**TRECHO DO DOCUMENTO:**
....

Cortella: Até que laços possam se juntar de novo, é um trauma que vamos carregar
Filósofo Mario Sergio Cortella participu do programa 'Mundo Pós- Pandemia', da CNN Brasil, e avaliou traumas da humanidade após crise de COVID-19
O filósofo Mario Sergio Cortella participou de O Mundo Pós-Pandemia.
O filósofo e doutor em Educação Mario Sergio Cortella falou sobre os traumas e efeitos positivos e negativos na humanidade após a crise da pandemia do novo coronavírus, no terceiro episódio de “O Mundo Pós-Pandemia”. Em conversa com as jornalistas da CNN Daniela Lima, Mari Palma e Thais Herédia e a comentarista Gabriela Prioli, o filósofo e educador se aprofundou em questões humanas, fatos históricos e falou sobre medos e perspectivas dos seres humanos ao atravessar este período conturbado.
Dificuldades frente ao invisível
Como a humanidade se comporta diante desse inimigo invisível? A resposta de Cortella usa analogias para tentar compreender o fenômeno. “Para nós, a simbologia do corona, como sendo uma esfera cheia de espinhos e pontas, ela é muito abstrata. Nesse sentido a humanidade tem maior dificuldade, quando o invisível salta à frente, é um fantasma, aquilo que nos assusta e exige de nós uma ação mais direta. O invisível nos ronda. Boa parte das religiões já lida com a força do invisível no sentido benéfico, agora o enfrentamento do invisível no sentido maléfico, tem também esta forma de contato e aproximação”, disse.
Lidar com a morte
Em sua participação no programa, Mario Sergio Cortella mencionou as percepções da morte e como cada comunidade lida com este fato.
“Um dos vínculos mais fortes da religião com a vida coletiva em cada comunidade humana na história se dá em algo que agora é muito impactável e, que veremos qual o nível de trauma que trará, que é a questão da morte e com o lidar com a morte, com o sepultamento, a cremação, com o consumo de parte das cinzas, como fazem algumas comunidades humanas. Se você é uma pessoa que crê que aquilo é só um corpo que ficou, que ali é só a matéria que ficou, não haveria problema em deixar os nossos mortos para trás. No entanto, nós também temos a possibilidade de olhar naquele corpo, agora exaurido de vida, e enxergar uma alma, espírito, mas que a gente não quer que se perca, dentro do mundo meramente material. Vamos ver como lidamos com as cicatrizes, e a religião pode ser um apoio, como a ciência, um apoio para a sua vida.”

....

**ENTRADAS:**
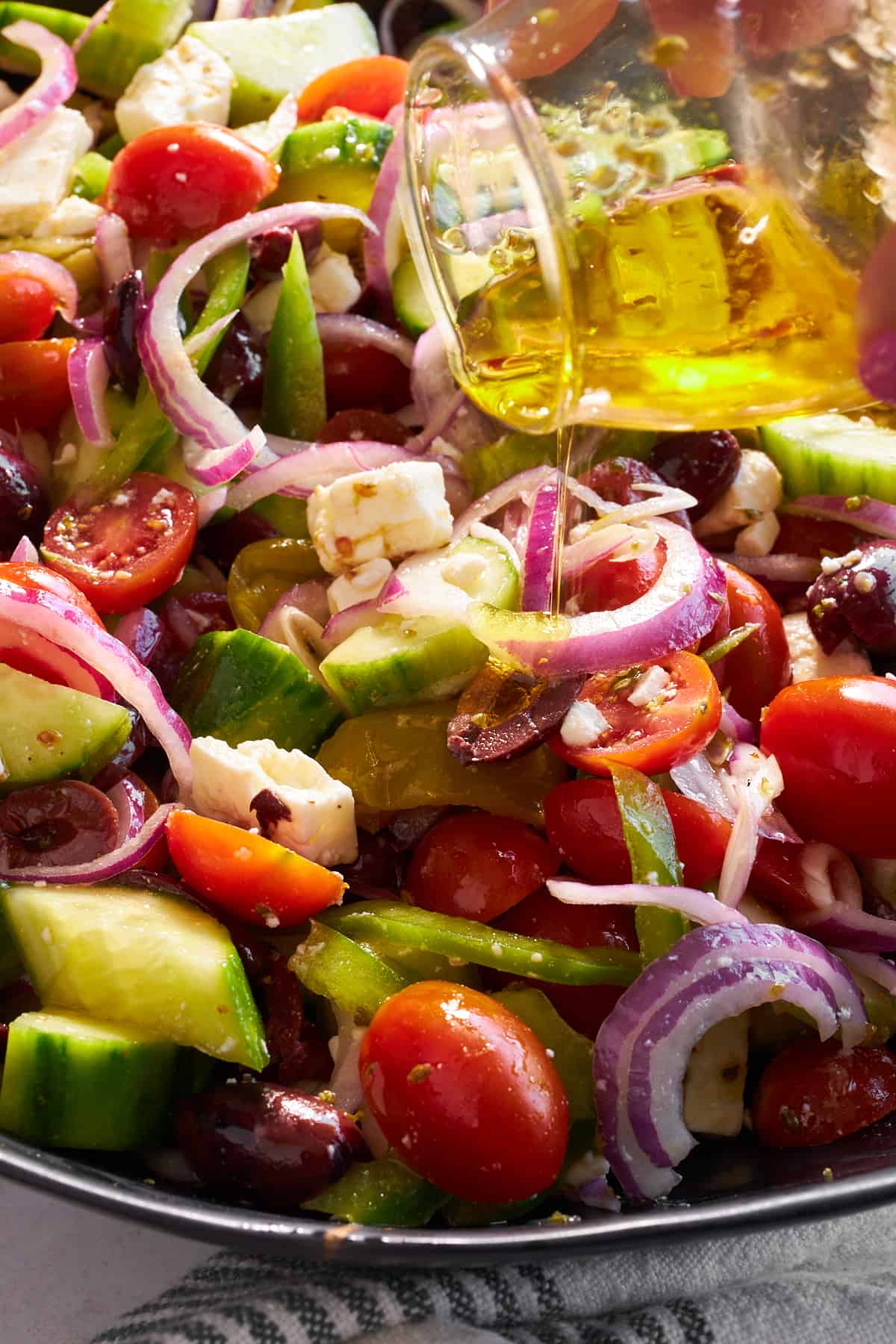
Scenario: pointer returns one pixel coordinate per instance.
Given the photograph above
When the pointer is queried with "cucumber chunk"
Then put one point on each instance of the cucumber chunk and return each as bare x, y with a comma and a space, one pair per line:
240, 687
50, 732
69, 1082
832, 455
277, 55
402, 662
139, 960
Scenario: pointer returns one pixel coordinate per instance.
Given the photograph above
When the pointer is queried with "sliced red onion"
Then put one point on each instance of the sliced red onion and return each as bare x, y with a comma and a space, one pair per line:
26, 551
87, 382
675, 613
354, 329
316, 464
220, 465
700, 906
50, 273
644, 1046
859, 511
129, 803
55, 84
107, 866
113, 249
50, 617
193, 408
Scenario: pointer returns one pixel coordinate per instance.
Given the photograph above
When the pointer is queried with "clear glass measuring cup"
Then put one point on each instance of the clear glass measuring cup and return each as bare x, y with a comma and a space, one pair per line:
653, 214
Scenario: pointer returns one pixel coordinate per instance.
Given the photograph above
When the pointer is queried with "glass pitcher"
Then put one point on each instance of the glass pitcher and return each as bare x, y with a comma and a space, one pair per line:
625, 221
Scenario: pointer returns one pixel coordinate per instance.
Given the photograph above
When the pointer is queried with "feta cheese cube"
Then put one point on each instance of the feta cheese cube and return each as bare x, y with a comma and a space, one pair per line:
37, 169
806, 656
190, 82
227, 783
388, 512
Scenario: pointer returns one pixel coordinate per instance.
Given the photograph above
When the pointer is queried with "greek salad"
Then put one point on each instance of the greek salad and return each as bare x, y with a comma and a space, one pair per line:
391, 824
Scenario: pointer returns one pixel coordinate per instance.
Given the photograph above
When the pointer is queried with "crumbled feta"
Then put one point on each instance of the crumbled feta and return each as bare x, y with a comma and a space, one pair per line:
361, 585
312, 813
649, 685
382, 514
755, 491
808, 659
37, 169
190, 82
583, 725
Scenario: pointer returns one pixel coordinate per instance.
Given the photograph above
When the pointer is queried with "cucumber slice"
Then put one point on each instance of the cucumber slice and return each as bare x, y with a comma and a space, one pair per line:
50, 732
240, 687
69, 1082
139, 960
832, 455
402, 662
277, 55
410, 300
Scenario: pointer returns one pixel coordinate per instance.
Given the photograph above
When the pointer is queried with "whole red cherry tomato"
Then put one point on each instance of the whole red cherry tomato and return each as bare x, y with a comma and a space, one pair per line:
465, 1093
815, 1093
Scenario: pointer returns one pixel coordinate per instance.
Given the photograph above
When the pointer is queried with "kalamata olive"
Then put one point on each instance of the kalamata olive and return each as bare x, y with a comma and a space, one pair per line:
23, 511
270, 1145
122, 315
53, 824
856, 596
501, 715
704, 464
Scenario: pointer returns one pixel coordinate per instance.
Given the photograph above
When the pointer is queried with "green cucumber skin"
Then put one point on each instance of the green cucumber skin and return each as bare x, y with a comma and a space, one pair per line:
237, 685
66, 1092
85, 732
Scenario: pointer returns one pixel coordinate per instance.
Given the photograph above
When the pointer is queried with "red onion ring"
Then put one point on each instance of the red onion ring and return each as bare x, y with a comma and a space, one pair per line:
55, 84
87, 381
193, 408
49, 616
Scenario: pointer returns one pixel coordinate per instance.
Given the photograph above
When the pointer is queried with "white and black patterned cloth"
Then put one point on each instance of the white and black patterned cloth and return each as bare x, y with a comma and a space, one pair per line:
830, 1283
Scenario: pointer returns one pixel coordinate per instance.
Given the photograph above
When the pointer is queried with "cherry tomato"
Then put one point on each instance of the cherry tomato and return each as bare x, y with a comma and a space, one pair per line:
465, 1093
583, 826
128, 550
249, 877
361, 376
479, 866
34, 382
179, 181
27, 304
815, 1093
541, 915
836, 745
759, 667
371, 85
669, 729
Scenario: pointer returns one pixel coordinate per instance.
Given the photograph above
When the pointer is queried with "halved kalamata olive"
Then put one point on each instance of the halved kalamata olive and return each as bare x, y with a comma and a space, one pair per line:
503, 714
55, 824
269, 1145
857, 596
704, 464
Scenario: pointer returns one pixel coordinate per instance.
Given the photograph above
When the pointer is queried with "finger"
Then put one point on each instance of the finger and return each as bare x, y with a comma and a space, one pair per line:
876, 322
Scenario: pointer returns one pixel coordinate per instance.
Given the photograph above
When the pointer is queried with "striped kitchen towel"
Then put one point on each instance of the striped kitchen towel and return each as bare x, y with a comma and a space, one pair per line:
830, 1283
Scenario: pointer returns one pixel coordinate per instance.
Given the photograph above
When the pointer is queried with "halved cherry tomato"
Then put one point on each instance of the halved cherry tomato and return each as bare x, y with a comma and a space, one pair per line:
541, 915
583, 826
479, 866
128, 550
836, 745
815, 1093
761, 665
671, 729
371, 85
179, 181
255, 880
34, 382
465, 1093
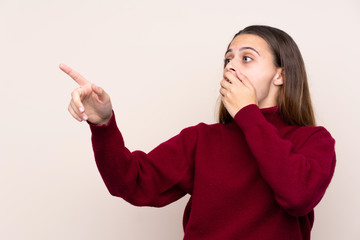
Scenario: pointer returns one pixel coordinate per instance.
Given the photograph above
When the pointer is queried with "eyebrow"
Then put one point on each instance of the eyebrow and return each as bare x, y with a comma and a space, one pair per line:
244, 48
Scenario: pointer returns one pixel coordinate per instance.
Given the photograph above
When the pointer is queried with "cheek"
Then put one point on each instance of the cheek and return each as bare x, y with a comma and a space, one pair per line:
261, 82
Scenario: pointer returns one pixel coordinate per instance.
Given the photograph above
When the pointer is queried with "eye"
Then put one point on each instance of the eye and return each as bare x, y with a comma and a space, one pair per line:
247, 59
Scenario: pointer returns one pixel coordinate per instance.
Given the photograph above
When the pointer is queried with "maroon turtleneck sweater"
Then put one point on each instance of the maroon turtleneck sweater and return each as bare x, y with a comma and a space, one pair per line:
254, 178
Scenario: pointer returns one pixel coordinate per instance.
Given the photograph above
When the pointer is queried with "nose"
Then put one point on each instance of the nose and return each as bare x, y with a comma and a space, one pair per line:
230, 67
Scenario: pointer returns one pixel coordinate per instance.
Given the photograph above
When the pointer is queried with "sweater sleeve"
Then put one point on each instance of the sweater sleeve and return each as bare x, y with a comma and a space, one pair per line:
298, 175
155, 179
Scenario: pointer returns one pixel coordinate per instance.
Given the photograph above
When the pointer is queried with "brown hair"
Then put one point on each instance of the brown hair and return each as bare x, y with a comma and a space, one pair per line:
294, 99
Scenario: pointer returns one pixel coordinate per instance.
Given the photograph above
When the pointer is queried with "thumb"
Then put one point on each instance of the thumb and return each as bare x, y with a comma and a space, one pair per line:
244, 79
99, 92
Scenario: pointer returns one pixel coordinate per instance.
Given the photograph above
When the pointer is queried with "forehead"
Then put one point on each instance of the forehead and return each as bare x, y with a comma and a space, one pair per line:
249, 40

....

**INSTRUÇÕES DO EXERCÍCIO:** Dê continuidade ao texto sobre a participação de Mario Sergio Cortella em "O Mundo Pós-Pandemia", começando logo após a última frase apresentada. As entradas são um material à parte, sem relação com o texto.

**RESPOSTA DA TAREFA:**
Suspendendo laços afetivos, não humanitários
O distanciamento social foi abordado como uma questão a ser refletida para comportamentos futuros. “A expressão ‘ninguém larga a mão de ninguém’ agora ganha outra percepção, ninguém segura a mão de ninguém no sentido físico, para evitar qualquer eventual contágio, mas também ninguém abandona outras pessoas no sentido virtual, no sentido afetivo e humanitário. Claro que teremos no pós-pandemia, um tempo em que a outra pessoa será alguém que me fará mal, mesmo sem encostar em mim, já temos isso no dia a dia com a brutalidade e a violência, mas não com a invisibilidade. Um dos rescaldos que teremos será como nós estabeleceremos mecanismos de aproximação, teremos que balancear uma convivência no dia a dia e o espaço de cada um, até que os laços possam se juntar de novo. No momento este é um trauma que vamos carregar”, analisou Cortella.
Expectativas
“Minha expectativa é que nós vamos aprender alguma coisa, que vamos sair desta tempestade com uma percepção que a gente deve antecipar a cautela, nos organizar, porque outros momentos como este poderão vir à tona novamente, mas de modo esperado. No campo dos valores, eu tenho uma esperança ativa, de que parcela do que hoje é um movimento da convivência desejada, a expressão da solidariedade, a capacidade da compaixão, o revigoramento de uma ciência que se coloca a serviço da humanidade e não exclusivamente da atividade mercantil, por isso sim, um desejo animado que isso venha a acontecer”, comentou Cortella.
“Já a expectativa, o que aguardo, não necessariamente de uma humanidade nova, mas uma humanidade ainda assustada, ainda em estado de perplexidade, tentando entender umas coisas que só ficarão claras, talvez, em muitos anos”, finalizou.